• _Instructions to follow_
Gather every line in the items below that contains the word "face", copying each one.

** Start Provided records **

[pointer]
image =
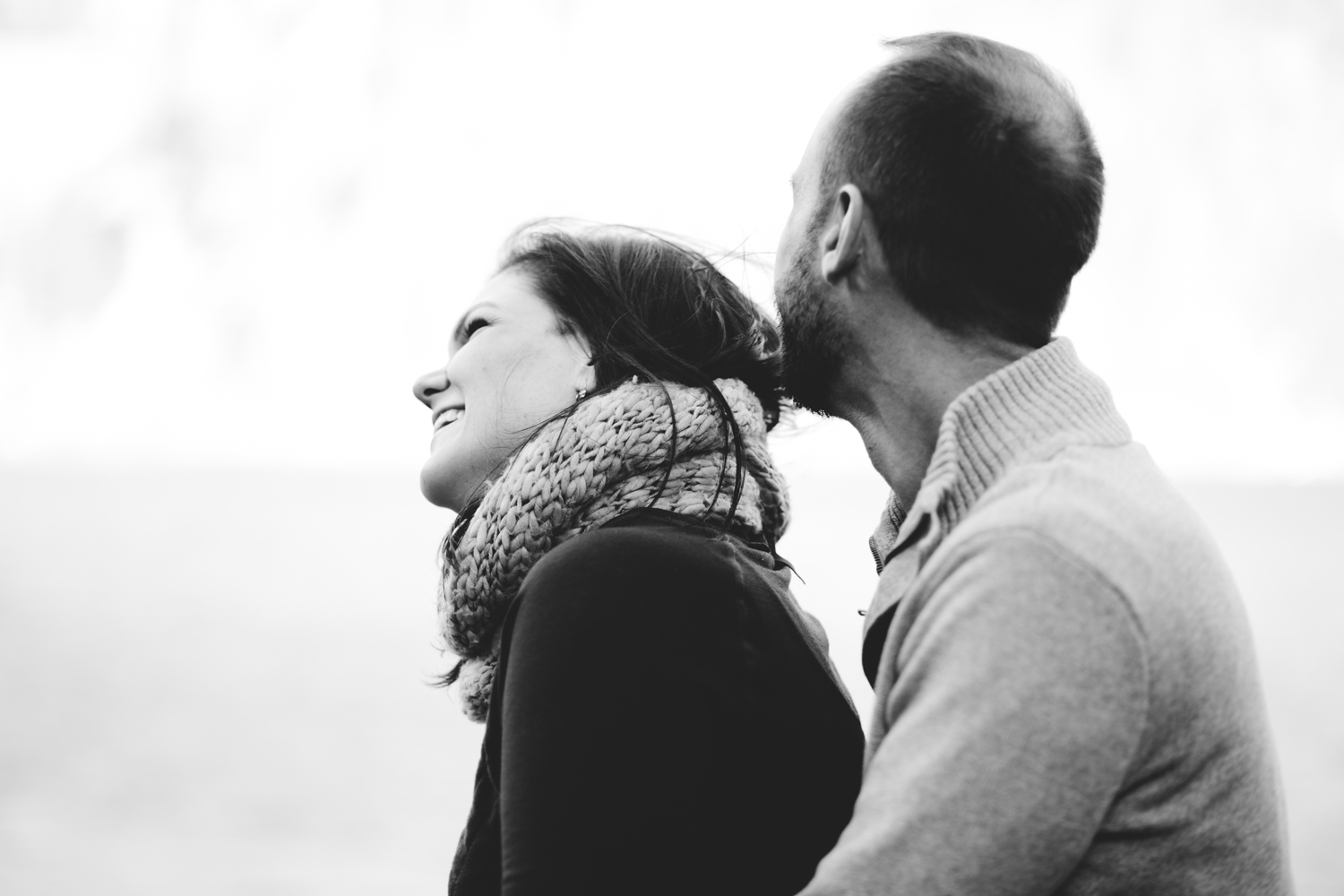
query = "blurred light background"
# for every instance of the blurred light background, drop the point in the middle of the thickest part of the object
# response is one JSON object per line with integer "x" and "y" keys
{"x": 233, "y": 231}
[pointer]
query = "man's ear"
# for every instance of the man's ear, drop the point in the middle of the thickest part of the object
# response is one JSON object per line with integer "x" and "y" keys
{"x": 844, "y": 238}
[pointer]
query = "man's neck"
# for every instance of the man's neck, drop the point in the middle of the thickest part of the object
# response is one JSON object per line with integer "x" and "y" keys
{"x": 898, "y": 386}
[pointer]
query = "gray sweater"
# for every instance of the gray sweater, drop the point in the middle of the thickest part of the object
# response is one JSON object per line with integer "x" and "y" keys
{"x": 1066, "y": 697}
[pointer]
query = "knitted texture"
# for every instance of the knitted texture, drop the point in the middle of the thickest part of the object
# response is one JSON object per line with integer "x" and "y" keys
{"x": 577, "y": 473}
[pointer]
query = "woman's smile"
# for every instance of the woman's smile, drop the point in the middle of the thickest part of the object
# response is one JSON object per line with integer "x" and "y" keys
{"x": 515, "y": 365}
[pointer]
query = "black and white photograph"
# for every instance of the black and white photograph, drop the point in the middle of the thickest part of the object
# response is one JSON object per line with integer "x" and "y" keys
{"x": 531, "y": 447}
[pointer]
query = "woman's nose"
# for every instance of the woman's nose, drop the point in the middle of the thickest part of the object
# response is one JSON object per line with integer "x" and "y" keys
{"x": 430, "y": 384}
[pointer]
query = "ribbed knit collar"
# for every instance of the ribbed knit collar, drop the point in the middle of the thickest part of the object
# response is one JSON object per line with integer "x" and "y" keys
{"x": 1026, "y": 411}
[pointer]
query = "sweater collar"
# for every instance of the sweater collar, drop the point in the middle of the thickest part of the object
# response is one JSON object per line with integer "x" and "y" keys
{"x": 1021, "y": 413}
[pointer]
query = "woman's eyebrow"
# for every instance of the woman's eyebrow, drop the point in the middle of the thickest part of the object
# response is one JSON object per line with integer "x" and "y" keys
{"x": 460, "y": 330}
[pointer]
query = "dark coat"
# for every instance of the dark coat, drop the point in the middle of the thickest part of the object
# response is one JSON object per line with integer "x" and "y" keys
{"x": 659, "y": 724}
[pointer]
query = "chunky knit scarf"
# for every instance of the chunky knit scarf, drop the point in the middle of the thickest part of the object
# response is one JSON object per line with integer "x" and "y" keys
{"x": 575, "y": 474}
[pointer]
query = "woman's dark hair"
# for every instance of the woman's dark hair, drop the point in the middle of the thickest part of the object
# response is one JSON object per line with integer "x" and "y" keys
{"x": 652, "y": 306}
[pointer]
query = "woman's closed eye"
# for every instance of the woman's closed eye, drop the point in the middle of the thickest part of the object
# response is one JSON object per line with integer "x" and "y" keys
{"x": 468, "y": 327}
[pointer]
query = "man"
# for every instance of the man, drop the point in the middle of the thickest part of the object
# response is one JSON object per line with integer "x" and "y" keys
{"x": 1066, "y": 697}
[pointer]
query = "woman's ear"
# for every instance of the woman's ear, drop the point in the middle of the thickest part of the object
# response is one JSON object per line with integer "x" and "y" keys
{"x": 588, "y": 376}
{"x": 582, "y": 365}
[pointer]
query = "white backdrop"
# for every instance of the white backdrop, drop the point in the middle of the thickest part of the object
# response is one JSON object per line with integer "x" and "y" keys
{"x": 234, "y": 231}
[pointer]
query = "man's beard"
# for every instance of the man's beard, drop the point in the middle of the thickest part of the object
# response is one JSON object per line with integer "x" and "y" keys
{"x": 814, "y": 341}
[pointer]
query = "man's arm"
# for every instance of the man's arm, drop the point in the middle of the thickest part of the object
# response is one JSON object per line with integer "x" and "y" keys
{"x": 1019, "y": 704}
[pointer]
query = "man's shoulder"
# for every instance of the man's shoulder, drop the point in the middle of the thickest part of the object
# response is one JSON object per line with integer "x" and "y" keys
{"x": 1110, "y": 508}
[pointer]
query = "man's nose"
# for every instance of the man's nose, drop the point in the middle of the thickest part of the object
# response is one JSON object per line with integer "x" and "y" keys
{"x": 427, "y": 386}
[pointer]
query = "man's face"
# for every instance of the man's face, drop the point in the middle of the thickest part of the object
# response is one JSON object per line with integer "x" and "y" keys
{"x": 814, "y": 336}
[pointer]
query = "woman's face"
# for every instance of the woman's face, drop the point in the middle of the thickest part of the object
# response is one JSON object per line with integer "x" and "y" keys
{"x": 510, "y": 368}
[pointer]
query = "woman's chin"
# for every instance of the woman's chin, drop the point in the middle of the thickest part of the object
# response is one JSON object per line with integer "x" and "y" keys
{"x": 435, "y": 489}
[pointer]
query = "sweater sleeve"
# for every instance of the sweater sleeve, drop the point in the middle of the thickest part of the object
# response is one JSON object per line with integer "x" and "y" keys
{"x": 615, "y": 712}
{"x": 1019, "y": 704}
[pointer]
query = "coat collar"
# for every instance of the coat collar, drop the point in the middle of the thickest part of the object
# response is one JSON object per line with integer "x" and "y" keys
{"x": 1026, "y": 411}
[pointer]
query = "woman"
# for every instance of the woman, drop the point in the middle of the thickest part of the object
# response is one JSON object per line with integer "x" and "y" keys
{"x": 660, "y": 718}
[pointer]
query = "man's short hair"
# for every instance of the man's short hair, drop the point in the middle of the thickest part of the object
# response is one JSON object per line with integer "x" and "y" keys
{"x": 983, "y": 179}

** End Provided records **

• _Exercise solution_
query = "man's face"
# for every instance of the man's face, drop the point in the middle of the thickest part of the object
query = "woman's face"
# for every instance of the woman's face, drop the point in the middle of the thickest part of the object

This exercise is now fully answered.